Data for the task >>
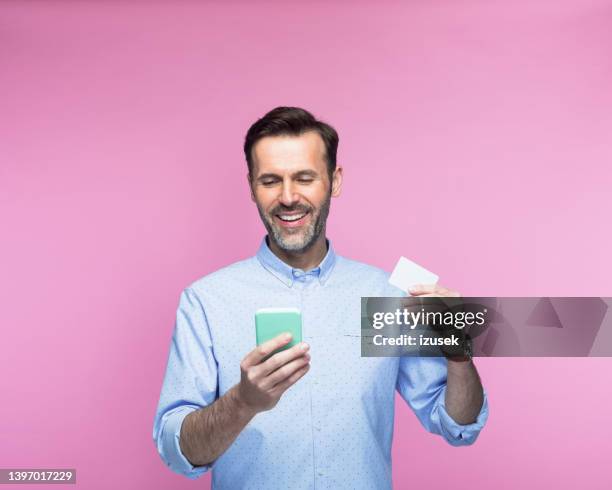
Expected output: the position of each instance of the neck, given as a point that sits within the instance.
(306, 260)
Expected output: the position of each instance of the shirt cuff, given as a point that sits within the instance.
(170, 449)
(458, 434)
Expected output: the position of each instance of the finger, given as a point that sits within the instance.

Goal >>
Convert the lines from the one containing "Expected output: the position of each instance of the shirt" through the end of the records, inclusive, into a Markdown table with the columns No. and Line, one row per line and blank lines omitted.

Response to this exercise >>
| No. | Line |
|---|---|
| 1 | Expected output: the position of each instance of the shirt cuff, given as a point that sits within the instance. |
| 2 | (170, 449) |
| 3 | (458, 434) |
| 4 | Expected output: the position of each instance of the finger, given as a point that sits within the instance. |